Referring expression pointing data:
══════
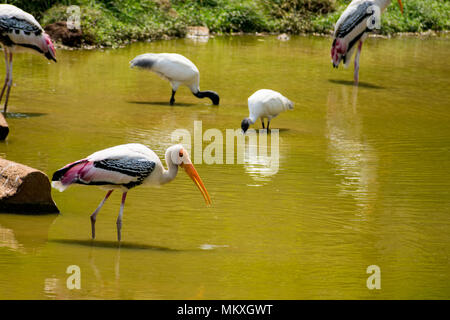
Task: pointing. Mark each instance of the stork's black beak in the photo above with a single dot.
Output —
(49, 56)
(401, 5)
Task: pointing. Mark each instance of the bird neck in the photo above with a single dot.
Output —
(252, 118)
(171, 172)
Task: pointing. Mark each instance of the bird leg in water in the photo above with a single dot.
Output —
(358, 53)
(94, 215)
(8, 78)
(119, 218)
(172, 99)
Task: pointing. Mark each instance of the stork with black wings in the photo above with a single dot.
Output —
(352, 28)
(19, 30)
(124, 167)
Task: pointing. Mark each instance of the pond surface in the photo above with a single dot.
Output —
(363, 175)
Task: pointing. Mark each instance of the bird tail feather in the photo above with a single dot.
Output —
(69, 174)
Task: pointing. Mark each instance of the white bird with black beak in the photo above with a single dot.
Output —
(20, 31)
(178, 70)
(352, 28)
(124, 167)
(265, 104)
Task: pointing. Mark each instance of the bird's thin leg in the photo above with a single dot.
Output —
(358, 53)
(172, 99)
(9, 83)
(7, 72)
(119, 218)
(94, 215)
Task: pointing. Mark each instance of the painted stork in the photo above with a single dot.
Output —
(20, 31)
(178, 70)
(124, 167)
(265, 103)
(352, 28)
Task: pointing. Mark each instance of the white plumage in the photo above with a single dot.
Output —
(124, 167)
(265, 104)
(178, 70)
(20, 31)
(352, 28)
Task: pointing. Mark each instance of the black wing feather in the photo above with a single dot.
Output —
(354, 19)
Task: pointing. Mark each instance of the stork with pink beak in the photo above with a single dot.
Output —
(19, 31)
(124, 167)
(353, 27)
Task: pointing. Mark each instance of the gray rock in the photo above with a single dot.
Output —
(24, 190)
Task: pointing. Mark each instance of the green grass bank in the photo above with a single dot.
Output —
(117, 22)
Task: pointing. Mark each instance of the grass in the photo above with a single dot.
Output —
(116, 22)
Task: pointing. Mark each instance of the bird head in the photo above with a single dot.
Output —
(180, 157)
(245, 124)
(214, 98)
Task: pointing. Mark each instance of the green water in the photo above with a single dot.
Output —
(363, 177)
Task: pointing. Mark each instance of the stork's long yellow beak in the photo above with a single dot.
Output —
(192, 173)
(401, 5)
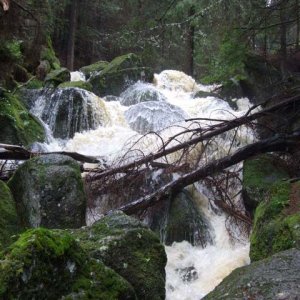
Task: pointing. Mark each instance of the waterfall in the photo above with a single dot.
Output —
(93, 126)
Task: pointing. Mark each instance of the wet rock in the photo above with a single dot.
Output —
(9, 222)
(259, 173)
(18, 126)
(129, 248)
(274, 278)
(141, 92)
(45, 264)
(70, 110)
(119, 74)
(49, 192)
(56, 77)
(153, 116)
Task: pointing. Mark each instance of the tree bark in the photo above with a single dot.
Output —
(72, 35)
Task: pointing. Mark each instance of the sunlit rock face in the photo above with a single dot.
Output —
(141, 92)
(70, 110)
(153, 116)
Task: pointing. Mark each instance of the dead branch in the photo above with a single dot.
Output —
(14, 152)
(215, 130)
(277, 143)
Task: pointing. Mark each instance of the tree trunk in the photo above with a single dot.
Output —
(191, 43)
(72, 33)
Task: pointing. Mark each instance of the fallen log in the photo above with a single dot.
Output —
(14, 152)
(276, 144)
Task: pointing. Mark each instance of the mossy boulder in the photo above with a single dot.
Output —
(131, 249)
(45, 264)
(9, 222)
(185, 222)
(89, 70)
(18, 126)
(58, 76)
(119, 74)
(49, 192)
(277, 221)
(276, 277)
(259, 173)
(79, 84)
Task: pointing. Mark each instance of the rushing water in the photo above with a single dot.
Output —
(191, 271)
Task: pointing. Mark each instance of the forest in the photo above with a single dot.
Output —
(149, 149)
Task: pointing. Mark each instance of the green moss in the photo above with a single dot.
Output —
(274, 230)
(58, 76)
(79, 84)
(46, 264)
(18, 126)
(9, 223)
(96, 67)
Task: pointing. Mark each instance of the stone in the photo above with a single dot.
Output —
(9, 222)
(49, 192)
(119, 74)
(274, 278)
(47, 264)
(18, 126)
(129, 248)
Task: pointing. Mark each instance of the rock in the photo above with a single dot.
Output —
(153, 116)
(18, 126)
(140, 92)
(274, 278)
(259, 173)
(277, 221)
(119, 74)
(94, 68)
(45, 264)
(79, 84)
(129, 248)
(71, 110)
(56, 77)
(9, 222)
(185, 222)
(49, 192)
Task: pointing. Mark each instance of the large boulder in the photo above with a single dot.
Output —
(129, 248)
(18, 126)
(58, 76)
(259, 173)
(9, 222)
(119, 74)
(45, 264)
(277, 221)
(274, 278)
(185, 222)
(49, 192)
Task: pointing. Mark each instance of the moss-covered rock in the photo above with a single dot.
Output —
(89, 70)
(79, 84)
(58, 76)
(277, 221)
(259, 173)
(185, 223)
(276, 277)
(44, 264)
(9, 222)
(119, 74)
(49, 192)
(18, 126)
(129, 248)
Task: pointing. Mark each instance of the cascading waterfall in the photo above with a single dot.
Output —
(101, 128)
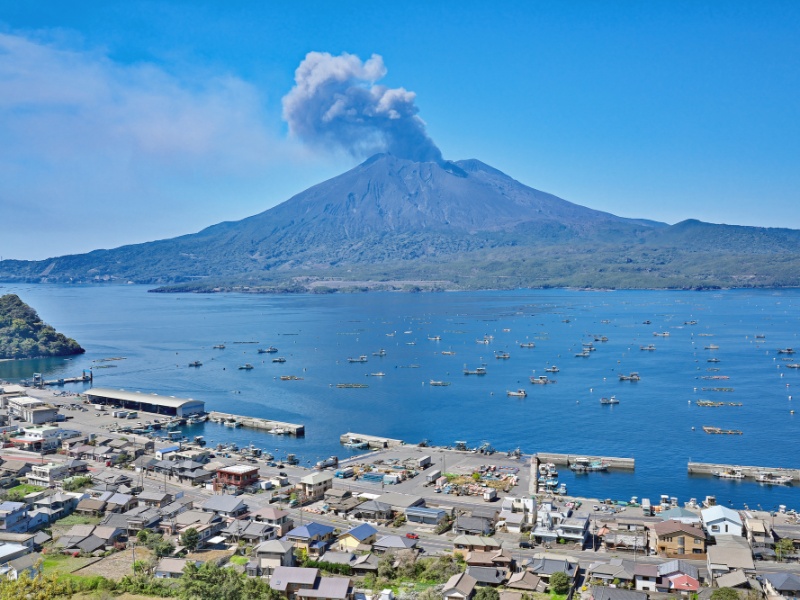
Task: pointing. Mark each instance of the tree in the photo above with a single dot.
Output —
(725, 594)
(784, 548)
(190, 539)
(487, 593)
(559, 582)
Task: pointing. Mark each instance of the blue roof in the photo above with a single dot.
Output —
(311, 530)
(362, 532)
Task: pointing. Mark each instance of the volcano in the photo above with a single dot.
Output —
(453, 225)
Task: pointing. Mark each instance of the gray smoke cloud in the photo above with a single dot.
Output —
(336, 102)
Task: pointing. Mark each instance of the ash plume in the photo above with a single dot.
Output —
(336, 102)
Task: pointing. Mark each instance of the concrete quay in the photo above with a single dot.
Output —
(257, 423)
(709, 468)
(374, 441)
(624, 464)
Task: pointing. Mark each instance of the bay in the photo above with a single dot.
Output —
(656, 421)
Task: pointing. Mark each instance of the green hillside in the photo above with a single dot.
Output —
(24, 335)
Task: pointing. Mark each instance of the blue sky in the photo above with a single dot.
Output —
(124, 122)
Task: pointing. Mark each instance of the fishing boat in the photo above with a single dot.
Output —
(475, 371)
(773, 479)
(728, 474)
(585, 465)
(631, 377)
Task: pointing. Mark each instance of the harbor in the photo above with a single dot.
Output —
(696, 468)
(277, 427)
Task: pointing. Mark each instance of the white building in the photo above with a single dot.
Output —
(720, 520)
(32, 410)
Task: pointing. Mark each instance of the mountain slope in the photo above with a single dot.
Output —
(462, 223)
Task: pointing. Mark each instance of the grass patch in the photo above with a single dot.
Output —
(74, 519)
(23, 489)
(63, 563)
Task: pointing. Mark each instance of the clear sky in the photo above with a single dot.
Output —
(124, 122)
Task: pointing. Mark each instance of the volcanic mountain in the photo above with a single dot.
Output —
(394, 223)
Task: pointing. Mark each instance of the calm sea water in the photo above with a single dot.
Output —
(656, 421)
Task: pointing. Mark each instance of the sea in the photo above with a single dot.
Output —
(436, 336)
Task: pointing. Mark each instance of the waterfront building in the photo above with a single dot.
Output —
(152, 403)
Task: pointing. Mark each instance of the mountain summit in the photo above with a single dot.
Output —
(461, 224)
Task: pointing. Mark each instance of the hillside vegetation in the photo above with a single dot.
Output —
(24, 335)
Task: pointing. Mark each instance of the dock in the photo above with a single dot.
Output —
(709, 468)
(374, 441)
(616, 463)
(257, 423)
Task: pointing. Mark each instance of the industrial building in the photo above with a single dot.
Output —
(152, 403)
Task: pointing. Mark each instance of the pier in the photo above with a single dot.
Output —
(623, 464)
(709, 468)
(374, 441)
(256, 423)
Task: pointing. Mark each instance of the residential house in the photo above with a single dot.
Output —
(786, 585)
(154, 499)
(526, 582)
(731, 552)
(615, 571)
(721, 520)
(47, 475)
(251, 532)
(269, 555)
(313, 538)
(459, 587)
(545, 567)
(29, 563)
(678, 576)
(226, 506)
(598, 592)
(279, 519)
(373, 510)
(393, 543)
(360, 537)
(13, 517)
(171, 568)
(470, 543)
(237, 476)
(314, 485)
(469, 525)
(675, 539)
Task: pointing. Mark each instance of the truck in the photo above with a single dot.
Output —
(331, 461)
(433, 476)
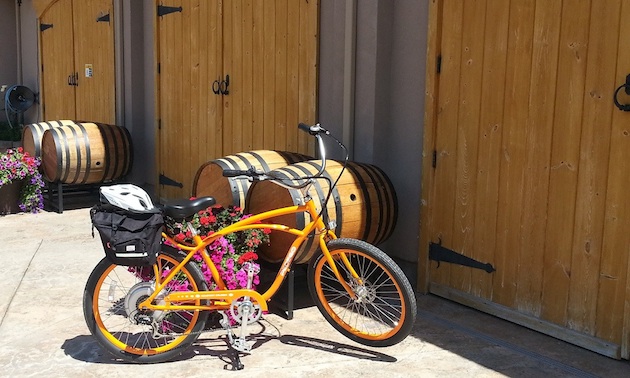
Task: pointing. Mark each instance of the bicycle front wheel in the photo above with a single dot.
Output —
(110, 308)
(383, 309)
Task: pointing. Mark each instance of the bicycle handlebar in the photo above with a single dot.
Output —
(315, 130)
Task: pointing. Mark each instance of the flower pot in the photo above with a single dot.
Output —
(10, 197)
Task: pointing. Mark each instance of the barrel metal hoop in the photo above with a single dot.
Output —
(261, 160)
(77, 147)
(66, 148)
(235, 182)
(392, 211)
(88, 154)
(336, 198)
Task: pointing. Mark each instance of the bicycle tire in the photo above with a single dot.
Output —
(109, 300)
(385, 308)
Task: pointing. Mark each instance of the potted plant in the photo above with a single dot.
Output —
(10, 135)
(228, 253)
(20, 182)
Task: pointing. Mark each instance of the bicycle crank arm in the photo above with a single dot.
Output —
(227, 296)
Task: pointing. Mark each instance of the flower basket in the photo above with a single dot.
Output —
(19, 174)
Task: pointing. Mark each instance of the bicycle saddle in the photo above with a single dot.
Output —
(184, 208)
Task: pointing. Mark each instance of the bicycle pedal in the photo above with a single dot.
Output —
══════
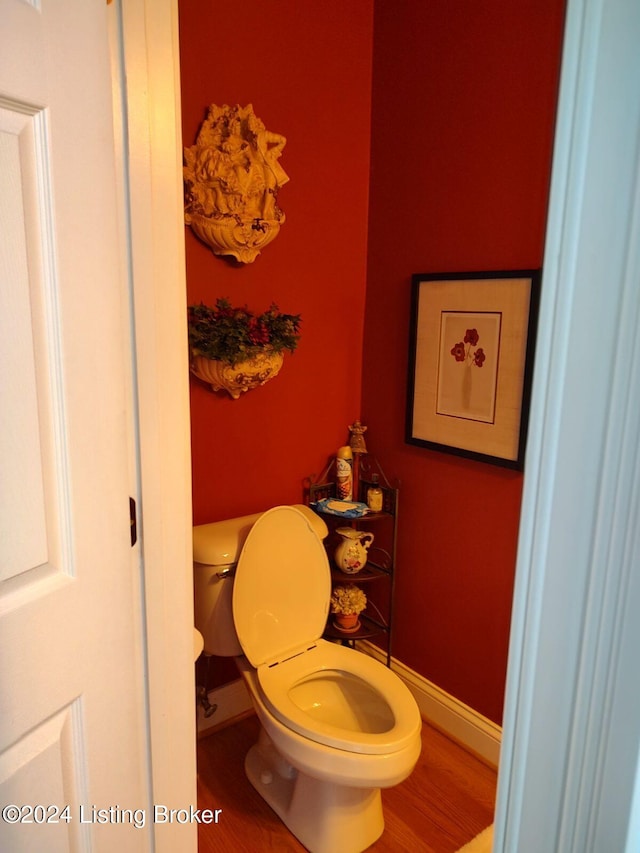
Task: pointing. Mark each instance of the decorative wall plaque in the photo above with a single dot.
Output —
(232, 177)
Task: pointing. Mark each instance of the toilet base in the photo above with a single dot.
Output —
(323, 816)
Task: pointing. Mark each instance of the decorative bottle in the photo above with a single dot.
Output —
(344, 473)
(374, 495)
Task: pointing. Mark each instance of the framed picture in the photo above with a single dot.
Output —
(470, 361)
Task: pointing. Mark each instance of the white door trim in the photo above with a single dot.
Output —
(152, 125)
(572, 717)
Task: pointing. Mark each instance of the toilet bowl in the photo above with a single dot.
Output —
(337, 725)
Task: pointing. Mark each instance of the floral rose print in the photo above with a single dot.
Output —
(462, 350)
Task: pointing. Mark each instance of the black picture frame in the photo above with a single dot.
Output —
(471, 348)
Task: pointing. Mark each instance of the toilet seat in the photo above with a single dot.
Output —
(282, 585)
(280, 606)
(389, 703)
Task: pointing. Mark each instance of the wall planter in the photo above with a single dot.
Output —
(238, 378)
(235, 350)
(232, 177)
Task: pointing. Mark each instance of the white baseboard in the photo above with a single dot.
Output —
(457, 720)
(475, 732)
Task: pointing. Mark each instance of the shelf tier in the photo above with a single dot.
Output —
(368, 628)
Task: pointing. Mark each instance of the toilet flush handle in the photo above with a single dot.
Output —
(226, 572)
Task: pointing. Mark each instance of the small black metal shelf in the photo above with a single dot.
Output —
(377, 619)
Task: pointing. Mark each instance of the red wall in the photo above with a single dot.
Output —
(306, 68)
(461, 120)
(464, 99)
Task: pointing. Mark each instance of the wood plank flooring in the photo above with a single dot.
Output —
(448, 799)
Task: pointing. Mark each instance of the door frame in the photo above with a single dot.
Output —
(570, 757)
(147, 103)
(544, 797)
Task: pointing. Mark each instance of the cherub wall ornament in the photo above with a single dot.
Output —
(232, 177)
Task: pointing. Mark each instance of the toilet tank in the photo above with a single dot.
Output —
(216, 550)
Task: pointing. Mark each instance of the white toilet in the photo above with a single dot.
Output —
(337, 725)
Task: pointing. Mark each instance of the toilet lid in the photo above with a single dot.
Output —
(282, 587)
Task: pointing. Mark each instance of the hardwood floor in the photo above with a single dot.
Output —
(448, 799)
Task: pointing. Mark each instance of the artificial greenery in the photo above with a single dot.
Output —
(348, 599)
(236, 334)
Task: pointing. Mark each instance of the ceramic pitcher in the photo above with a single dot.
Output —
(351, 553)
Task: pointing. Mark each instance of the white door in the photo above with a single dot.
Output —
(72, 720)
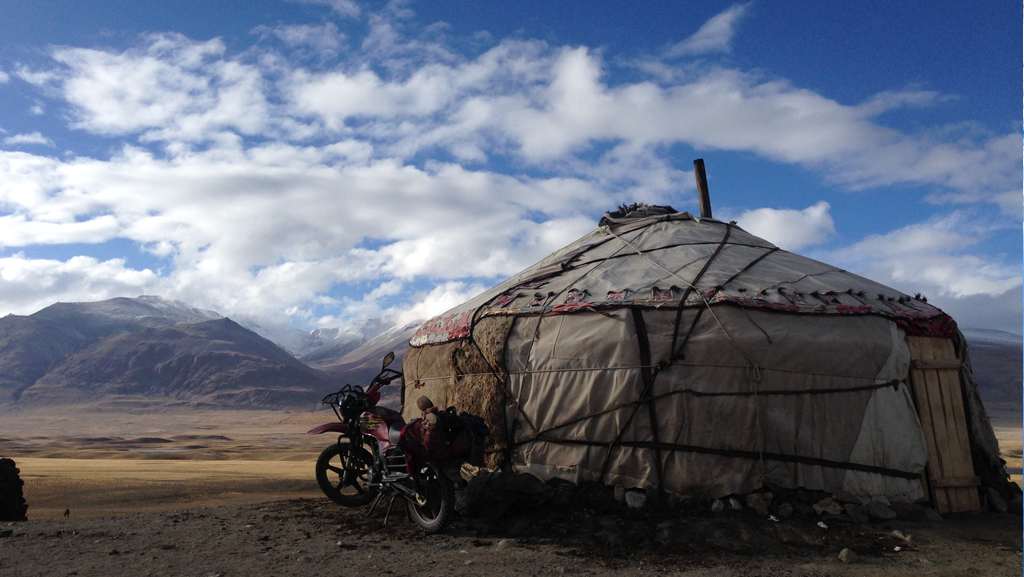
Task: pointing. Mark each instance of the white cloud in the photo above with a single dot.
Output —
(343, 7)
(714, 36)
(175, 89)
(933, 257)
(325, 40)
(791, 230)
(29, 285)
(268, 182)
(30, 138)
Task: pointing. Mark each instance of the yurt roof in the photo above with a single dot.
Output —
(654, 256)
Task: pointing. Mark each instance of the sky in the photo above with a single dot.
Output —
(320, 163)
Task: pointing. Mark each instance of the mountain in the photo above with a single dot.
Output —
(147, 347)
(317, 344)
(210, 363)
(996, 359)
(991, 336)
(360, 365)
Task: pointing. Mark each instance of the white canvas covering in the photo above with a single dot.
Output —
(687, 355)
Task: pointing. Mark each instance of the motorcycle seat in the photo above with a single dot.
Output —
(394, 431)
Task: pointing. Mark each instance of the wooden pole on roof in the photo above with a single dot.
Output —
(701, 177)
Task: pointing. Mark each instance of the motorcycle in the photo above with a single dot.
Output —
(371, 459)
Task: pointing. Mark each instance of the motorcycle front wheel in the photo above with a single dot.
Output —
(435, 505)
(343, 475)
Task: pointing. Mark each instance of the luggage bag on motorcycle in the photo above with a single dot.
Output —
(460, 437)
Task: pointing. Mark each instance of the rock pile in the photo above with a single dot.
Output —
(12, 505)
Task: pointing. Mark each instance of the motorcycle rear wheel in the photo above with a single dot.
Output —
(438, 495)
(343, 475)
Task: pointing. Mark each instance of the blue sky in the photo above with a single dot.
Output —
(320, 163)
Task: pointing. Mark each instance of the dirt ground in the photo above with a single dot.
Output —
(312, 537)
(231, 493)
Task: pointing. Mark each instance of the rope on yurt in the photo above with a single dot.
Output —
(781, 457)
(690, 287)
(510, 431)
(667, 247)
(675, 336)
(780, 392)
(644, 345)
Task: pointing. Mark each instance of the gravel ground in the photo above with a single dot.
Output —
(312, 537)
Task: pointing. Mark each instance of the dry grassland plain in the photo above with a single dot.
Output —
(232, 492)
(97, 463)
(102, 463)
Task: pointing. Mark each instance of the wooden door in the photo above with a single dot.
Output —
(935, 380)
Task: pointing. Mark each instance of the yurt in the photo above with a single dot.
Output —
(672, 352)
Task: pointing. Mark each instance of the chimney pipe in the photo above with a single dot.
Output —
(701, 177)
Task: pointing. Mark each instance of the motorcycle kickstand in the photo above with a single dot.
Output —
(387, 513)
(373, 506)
══════
Assignment: Examine the records and pull out every line where the string "boulder" occurs.

Response to the task:
Task: pointing. Mark each instance of the mossy boulder in the photo above with a single dot.
Task: pointing. Mark each instance of the large boulder in the photo above with a single dot.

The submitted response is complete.